Stored data entries:
──────────────────────────────
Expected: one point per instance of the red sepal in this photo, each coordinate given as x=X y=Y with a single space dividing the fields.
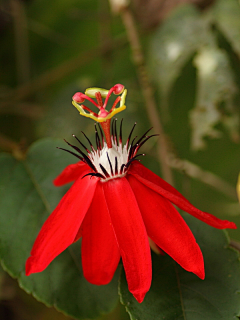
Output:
x=167 y=229
x=71 y=173
x=131 y=235
x=61 y=228
x=154 y=182
x=100 y=252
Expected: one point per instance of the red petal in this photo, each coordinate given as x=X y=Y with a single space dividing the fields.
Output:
x=71 y=173
x=167 y=229
x=61 y=228
x=154 y=182
x=100 y=252
x=131 y=235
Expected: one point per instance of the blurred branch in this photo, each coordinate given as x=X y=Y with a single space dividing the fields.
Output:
x=56 y=74
x=21 y=41
x=26 y=109
x=207 y=177
x=147 y=90
x=235 y=244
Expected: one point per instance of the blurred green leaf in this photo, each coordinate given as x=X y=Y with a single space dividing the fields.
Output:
x=215 y=86
x=174 y=42
x=177 y=294
x=226 y=15
x=27 y=198
x=184 y=33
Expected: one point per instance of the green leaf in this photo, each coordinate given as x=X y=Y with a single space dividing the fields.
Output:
x=173 y=44
x=180 y=295
x=226 y=15
x=27 y=198
x=216 y=86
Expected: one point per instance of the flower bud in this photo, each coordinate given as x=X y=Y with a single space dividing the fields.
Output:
x=78 y=97
x=118 y=88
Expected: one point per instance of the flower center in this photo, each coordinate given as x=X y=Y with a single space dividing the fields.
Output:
x=110 y=162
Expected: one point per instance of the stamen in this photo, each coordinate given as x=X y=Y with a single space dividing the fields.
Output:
x=130 y=134
x=102 y=138
x=120 y=133
x=110 y=164
x=104 y=171
x=73 y=153
x=81 y=143
x=99 y=98
x=89 y=110
x=98 y=143
x=90 y=99
x=116 y=166
x=115 y=129
x=88 y=141
x=74 y=147
x=121 y=169
x=114 y=104
x=99 y=175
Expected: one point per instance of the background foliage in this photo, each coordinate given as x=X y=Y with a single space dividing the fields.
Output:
x=50 y=50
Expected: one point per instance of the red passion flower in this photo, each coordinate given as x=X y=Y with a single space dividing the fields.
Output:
x=118 y=207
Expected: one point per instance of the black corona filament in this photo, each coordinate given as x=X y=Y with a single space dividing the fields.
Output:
x=115 y=168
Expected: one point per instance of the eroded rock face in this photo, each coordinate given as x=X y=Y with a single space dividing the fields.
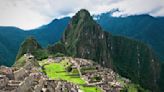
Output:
x=84 y=38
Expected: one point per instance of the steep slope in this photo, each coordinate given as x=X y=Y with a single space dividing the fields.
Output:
x=84 y=38
x=10 y=39
x=30 y=45
x=141 y=27
x=50 y=33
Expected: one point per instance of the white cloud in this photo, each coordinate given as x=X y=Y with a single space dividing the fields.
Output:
x=29 y=14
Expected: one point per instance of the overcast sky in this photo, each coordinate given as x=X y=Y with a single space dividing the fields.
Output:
x=28 y=14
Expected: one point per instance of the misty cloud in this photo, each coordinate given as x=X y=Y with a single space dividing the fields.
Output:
x=29 y=14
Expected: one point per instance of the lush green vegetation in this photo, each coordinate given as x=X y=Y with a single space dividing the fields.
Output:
x=130 y=58
x=20 y=62
x=58 y=71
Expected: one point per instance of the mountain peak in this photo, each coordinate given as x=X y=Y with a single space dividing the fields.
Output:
x=82 y=15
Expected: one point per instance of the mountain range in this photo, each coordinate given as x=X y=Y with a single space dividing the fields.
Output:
x=144 y=28
x=85 y=38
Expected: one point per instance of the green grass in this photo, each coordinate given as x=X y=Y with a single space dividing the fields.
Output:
x=132 y=88
x=57 y=71
x=20 y=62
x=90 y=89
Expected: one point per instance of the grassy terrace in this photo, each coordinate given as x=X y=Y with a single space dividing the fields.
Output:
x=58 y=71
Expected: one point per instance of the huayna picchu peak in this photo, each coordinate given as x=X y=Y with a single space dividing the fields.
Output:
x=86 y=59
x=84 y=38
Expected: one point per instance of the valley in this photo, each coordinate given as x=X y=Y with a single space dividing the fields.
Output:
x=62 y=74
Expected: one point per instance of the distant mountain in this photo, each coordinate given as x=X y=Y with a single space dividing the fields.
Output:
x=12 y=37
x=141 y=27
x=30 y=45
x=84 y=38
x=50 y=33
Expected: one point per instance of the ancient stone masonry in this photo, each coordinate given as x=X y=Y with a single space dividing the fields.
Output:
x=94 y=74
x=25 y=79
x=60 y=86
x=30 y=79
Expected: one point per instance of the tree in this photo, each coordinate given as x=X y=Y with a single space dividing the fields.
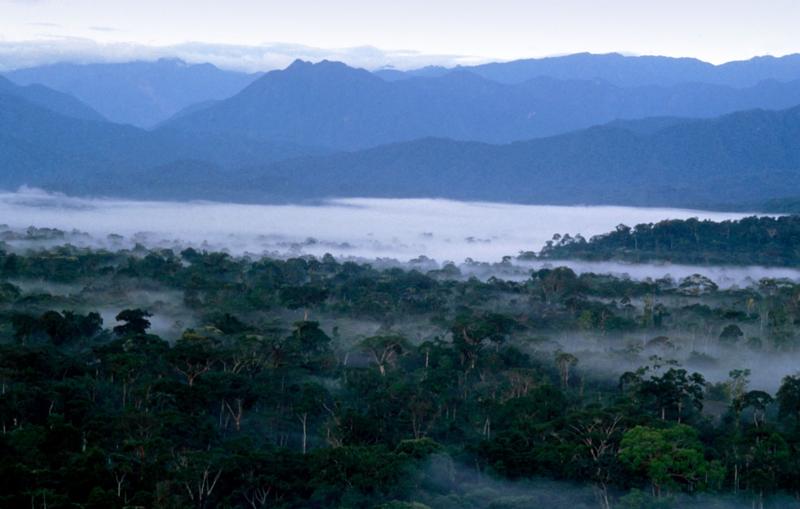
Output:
x=565 y=361
x=731 y=335
x=671 y=458
x=788 y=397
x=758 y=401
x=136 y=322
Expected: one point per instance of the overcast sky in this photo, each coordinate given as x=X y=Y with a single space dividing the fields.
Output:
x=408 y=32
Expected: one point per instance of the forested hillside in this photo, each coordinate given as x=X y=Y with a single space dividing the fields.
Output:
x=195 y=379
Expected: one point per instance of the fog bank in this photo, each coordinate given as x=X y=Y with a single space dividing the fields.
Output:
x=369 y=228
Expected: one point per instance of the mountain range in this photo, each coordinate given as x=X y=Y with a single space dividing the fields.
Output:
x=332 y=105
x=137 y=93
x=626 y=71
x=314 y=131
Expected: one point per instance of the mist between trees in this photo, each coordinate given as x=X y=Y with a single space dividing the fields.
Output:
x=165 y=378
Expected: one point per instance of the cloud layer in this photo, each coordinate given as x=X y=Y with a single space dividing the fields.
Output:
x=22 y=54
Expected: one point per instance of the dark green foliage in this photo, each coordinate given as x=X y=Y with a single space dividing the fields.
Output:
x=406 y=388
x=749 y=241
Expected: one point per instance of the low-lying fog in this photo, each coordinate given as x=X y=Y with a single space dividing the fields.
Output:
x=368 y=228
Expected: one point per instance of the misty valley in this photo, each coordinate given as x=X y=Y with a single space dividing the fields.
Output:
x=144 y=364
x=405 y=267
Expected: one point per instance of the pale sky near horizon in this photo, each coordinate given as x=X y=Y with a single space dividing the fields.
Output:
x=712 y=30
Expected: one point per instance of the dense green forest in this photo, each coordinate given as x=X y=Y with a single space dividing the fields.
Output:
x=155 y=378
x=768 y=241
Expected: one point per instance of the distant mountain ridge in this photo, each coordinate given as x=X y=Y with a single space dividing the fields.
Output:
x=41 y=147
x=332 y=105
x=626 y=71
x=138 y=93
x=738 y=158
x=57 y=102
x=315 y=131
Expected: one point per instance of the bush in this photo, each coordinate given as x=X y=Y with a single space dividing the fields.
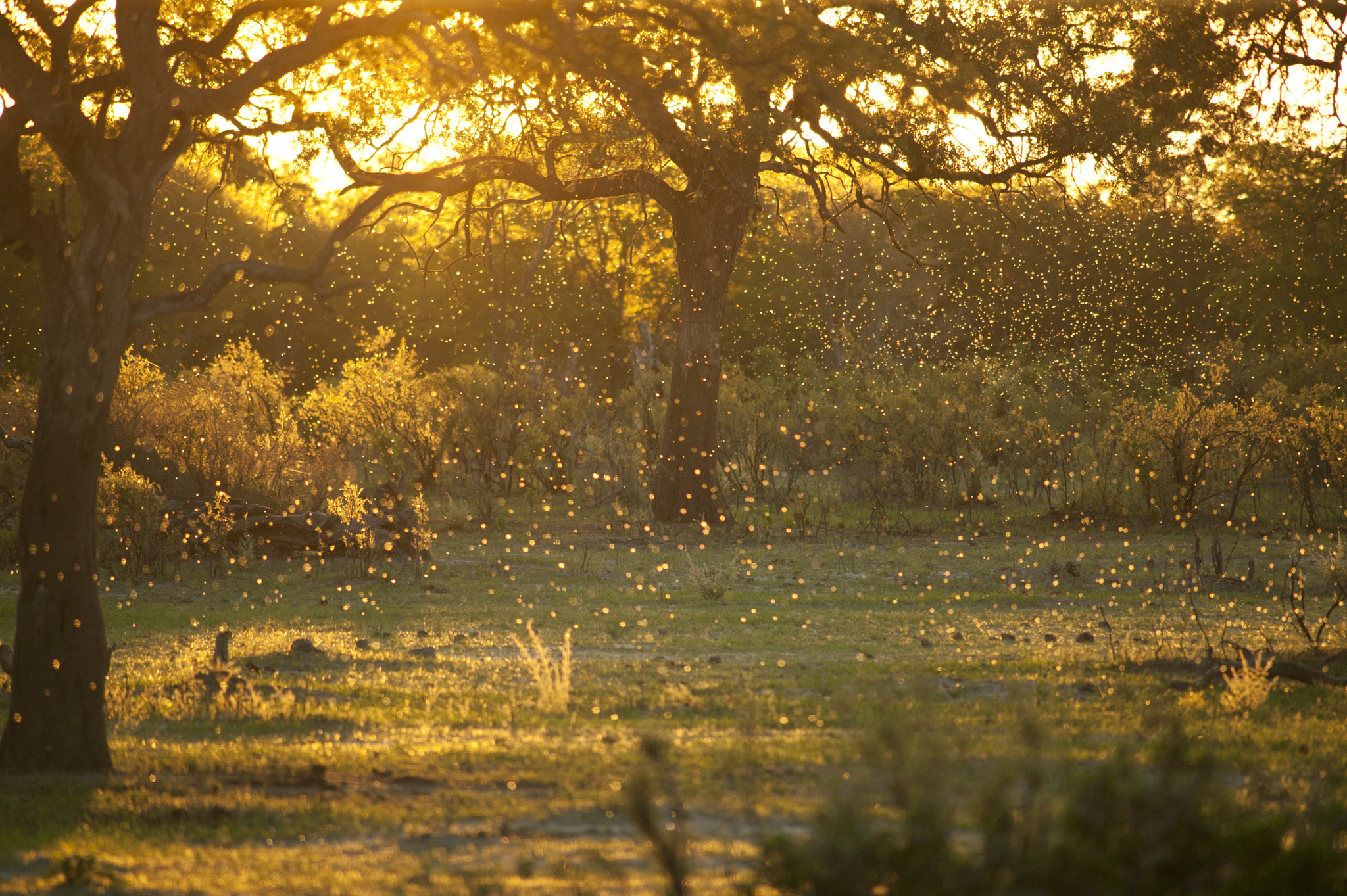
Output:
x=924 y=824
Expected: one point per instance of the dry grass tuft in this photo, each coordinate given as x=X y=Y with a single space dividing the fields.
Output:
x=551 y=677
x=1249 y=685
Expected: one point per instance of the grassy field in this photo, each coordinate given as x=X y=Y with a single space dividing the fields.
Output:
x=411 y=754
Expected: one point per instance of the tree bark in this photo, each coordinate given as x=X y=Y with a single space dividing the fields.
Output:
x=57 y=704
x=708 y=236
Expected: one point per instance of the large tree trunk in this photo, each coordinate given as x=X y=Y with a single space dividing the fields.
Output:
x=708 y=235
x=55 y=720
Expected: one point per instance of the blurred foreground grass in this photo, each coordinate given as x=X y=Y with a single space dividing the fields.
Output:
x=410 y=755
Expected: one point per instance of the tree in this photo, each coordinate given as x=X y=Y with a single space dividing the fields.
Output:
x=118 y=96
x=697 y=105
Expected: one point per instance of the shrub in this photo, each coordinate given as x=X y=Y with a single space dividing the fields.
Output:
x=1124 y=826
x=387 y=410
x=132 y=510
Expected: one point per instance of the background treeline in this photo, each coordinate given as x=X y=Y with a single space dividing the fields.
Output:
x=1160 y=357
x=885 y=444
x=1253 y=252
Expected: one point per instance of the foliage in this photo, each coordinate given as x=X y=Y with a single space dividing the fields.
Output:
x=1165 y=824
x=131 y=507
x=1248 y=685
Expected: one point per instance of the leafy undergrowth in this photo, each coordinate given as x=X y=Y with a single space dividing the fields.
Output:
x=412 y=754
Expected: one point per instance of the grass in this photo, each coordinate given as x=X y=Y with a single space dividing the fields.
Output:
x=371 y=767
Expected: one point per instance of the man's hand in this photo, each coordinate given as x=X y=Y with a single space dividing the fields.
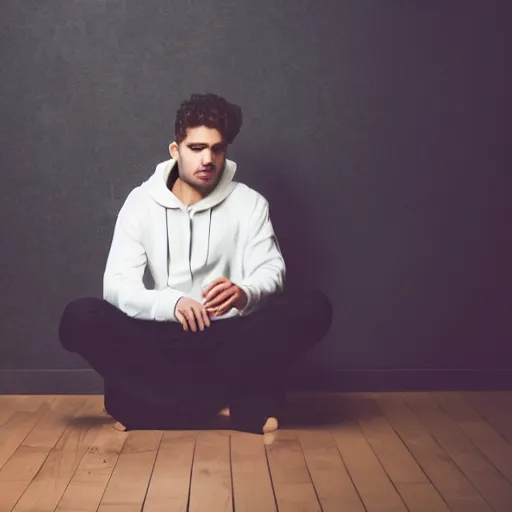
──────────────────────────────
TASK TO CARRY OUT: Look over the entries above. Copy every line that contains the word "misty".

TASK OUTPUT:
Expected: one point per instance of the misty cloud in this photo, each coordinate given as x=X y=Y with a single space dividing the fields.
Expected: one point per instance of the misty valley in this photo, each coordinate given as x=X y=Y with a single space dividing the fields.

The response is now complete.